Data for this task:

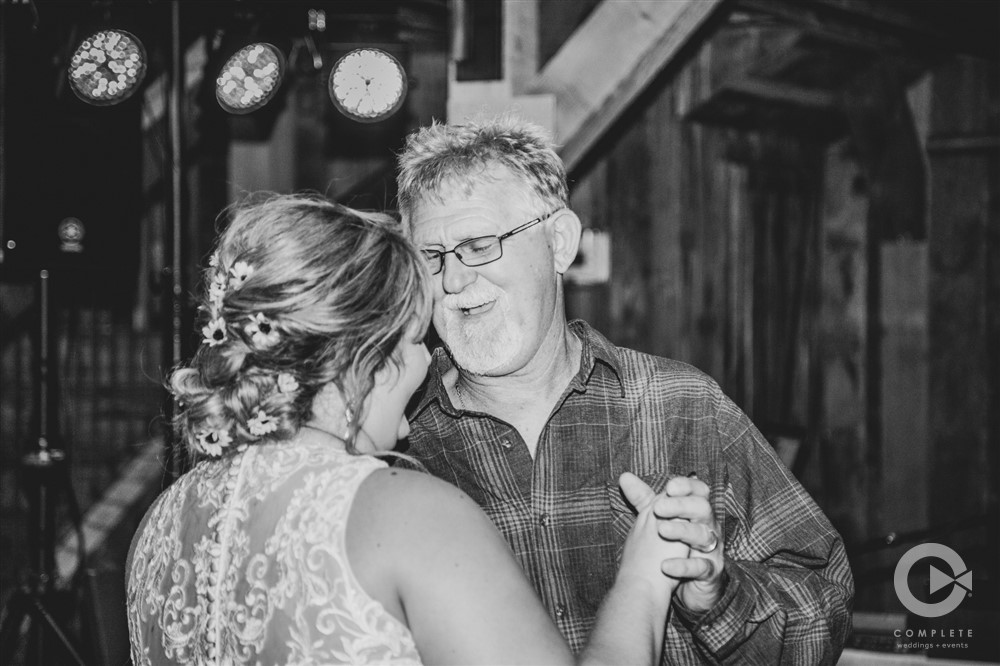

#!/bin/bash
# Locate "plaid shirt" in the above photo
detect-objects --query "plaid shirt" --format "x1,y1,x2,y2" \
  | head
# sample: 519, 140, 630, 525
408, 321, 854, 665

Instructions for the task:
Can you turn every line of the items above into a numbered list, dropping the blank lines and leaving out the pictures?

Completed task:
1. #!/bin/bash
2. # Locate "plaid shirt" in the above photo
3. detect-objects --query "plaid shirt" --format "x1,y1,x2,y2" \
4.   | head
5. # sample: 519, 140, 630, 525
6. 408, 321, 854, 665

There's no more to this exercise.